**Problem requirements**
Below are records; how many of their lines hold the string "central"? Reply with nothing but the number.

**Material for this task**
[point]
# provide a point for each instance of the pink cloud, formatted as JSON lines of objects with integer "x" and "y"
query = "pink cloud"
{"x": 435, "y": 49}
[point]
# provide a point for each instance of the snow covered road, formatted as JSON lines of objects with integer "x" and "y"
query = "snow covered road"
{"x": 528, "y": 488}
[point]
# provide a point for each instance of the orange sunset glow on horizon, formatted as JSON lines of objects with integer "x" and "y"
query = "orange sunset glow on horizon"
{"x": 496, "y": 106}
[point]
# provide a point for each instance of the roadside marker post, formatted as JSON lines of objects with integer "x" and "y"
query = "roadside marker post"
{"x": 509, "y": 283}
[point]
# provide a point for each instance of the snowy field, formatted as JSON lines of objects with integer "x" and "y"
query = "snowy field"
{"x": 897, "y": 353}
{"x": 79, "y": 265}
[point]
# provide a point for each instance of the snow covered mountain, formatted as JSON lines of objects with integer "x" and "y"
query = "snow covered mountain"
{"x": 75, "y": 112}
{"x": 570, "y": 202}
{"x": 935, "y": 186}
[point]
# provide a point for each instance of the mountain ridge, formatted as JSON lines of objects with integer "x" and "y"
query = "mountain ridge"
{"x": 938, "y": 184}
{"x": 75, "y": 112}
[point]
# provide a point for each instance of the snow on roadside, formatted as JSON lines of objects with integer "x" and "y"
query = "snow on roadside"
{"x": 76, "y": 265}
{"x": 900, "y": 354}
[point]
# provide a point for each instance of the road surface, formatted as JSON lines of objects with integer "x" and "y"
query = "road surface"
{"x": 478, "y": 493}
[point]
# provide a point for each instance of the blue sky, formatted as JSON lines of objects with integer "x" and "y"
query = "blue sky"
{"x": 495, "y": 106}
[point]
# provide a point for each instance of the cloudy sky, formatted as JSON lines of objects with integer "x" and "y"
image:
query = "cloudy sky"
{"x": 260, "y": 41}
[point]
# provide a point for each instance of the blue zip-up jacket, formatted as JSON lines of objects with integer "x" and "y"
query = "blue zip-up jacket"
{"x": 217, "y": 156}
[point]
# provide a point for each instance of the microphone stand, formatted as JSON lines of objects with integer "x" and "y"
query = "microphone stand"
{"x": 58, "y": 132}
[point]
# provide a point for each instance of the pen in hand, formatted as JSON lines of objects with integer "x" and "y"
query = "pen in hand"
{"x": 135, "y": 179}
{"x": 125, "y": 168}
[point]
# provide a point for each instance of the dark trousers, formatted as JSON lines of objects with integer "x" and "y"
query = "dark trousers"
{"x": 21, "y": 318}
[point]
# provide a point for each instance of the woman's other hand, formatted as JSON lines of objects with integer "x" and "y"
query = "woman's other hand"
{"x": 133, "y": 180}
---
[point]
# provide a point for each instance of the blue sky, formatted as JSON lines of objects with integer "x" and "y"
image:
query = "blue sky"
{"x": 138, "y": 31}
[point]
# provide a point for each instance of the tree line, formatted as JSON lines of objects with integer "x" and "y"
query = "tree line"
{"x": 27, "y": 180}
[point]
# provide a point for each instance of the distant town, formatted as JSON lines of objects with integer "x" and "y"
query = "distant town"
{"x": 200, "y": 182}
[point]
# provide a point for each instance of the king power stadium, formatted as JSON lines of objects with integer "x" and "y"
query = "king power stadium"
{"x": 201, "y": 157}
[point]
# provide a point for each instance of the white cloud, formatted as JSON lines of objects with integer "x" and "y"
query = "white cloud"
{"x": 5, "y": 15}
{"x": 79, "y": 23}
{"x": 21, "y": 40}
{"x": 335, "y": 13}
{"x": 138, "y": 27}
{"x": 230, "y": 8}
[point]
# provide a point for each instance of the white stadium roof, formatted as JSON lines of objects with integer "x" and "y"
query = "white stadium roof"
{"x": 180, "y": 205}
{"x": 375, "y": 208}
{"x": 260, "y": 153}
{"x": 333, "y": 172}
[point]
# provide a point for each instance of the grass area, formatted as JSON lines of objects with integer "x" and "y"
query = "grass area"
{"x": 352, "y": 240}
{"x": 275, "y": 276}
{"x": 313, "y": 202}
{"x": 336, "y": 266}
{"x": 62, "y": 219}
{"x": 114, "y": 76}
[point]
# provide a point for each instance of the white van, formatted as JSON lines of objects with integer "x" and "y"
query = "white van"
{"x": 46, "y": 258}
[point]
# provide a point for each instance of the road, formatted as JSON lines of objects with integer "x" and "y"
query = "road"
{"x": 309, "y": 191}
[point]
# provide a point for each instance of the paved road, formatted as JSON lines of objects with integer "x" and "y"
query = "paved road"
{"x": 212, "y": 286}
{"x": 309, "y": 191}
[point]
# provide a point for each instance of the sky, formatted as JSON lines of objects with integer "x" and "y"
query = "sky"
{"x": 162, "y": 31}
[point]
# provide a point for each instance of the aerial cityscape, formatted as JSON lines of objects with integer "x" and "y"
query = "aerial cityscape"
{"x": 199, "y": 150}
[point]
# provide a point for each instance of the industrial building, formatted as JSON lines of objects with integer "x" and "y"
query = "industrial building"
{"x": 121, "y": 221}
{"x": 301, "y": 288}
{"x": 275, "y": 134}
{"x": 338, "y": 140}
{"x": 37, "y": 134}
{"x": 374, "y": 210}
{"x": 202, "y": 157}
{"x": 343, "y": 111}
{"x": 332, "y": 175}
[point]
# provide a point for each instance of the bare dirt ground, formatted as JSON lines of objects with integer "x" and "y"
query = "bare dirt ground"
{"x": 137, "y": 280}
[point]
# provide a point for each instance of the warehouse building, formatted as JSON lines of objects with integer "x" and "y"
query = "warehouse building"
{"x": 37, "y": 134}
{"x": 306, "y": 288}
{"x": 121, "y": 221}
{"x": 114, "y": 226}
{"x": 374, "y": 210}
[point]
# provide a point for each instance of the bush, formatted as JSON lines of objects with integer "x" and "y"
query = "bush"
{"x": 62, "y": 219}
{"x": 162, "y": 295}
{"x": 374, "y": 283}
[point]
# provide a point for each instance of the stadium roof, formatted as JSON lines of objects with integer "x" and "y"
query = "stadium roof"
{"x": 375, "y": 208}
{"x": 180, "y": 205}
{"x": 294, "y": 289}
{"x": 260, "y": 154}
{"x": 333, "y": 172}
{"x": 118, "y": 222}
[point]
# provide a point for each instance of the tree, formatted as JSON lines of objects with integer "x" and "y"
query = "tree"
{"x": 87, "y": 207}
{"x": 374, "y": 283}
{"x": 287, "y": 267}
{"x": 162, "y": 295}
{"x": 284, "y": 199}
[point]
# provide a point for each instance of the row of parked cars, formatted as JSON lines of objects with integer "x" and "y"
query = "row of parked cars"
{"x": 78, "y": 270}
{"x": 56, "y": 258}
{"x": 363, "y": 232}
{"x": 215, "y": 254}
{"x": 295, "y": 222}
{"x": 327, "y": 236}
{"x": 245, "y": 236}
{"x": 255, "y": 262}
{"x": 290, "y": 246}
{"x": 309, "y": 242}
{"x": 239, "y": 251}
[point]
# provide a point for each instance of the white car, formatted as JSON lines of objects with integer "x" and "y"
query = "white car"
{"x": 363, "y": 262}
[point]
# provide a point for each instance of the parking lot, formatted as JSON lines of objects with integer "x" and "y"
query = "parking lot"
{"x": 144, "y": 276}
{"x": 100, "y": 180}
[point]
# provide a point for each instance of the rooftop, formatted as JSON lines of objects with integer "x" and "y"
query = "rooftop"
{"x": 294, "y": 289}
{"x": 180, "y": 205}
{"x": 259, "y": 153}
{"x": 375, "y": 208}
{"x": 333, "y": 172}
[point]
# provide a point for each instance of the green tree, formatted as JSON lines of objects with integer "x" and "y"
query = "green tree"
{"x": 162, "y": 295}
--
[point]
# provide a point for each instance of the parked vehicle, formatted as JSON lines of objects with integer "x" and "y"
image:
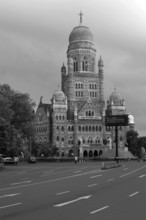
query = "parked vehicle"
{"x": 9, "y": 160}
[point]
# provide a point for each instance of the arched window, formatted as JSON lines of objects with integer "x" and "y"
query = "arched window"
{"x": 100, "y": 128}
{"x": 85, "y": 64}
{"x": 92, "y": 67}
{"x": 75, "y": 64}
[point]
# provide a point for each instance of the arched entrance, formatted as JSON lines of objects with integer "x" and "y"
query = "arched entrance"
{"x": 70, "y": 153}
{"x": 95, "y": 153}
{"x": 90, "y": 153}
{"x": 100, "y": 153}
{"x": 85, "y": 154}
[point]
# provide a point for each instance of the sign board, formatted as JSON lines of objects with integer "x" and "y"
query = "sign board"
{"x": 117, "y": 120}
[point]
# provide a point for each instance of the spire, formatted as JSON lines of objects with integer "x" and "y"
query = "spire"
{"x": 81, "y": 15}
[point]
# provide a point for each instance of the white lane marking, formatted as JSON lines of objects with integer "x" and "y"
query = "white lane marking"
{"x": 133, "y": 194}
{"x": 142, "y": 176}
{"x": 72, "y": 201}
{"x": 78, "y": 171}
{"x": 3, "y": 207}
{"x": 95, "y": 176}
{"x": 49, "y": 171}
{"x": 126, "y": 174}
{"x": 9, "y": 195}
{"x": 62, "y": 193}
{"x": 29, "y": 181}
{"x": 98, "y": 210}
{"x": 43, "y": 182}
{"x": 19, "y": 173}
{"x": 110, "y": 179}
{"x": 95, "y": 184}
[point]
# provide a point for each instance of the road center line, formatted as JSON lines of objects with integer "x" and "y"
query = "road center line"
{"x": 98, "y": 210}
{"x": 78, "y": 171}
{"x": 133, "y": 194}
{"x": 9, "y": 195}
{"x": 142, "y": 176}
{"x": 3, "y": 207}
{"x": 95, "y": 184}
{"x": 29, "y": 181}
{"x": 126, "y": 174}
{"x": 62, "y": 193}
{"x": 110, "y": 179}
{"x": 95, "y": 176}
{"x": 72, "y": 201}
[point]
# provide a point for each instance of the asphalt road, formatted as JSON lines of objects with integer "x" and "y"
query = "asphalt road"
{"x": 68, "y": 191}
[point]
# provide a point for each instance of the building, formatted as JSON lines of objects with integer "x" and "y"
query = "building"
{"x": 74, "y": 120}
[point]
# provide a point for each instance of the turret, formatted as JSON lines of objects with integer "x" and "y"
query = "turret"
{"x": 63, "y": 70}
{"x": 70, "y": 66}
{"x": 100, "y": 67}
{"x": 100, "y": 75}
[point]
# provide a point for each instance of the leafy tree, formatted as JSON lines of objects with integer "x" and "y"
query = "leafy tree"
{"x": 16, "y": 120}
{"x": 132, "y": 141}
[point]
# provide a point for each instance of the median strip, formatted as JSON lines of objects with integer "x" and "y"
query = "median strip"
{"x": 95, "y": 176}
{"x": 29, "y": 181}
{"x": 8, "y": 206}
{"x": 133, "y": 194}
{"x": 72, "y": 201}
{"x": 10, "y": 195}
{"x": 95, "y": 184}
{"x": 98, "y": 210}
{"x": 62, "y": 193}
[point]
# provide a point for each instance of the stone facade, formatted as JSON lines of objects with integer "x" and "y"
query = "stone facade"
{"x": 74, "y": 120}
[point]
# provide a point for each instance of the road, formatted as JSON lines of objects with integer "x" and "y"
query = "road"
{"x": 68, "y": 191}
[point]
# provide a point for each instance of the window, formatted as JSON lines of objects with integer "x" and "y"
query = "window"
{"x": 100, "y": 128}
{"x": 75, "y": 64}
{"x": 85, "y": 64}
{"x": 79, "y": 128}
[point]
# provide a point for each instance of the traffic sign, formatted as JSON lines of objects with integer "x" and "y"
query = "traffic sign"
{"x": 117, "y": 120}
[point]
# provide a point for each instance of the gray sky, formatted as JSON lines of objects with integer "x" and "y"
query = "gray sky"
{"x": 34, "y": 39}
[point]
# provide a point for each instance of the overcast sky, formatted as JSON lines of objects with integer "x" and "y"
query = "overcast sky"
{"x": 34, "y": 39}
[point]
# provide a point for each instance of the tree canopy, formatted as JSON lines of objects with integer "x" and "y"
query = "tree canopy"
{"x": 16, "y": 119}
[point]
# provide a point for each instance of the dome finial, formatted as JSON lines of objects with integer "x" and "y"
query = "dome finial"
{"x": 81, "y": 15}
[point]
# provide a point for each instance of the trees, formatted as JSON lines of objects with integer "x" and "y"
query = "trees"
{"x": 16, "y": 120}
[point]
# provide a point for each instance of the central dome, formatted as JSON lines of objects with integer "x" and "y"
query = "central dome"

**Answer box**
2